■ Textabschnitt

Trauer um Hee Wan Lee: Volleyball war sein Leben
Wuppertal trauert um Hee Wan Lee, der als Spieler und Trainer beim SV Bayer eine Erfolgsgeschichte schrieb.
Wuppertal. „Neun Buchstaben, zehn Finger“, war der Spitzname von Hee Wan Lee, was bedeutet, dass hier ein Volleyballer mit einmaligem Fingerspitzengefühl am Werk war. Der südkoreanische Nationalspieler, der seit den 80er Jahren in Deutschland als Spieler und Trainer Erfolge feierte und wie kein anderer für die Triumphe des SV Bayer Wuppertal in den 90er Jahren steht, ist am Donnerstag im Alter von 55 Jahren nach schwerer Krankheit gestorben.

■ Aufgabenstellung
Schreiben Sie aus dem Textabschnitt über Hee Wan Lee die Stelle von „Trauer um Hee“ bis „schwerer Krankheit gestorben.“ wortgetreu ab. Die nachstehenden Zeilen stammen aus einer anderen Quelle als der Textabschnitt.

■ Datensatzinhalt
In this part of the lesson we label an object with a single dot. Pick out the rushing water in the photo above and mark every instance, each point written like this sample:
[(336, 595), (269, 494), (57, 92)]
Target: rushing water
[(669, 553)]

■ Lösung
Trauer um Hee Wan Lee: Volleyball war sein Leben
Wuppertal trauert um Hee Wan Lee, der als Spieler und Trainer beim SV Bayer eine Erfolgsgeschichte schrieb.
Wuppertal. „Neun Buchstaben, zehn Finger“, war der Spitzname von Hee Wan Lee, was bedeutet, dass hier ein Volleyballer mit einmaligem Fingerspitzengefühl am Werk war. Der südkoreanische Nationalspieler, der seit den 80er Jahren in Deutschland als Spieler und Trainer Erfolge feierte und wie kein anderer für die Triumphe des SV Bayer Wuppertal in den 90er Jahren steht, ist am Donnerstag im Alter von 55 Jahren nach schwerer Krankheit gestorben.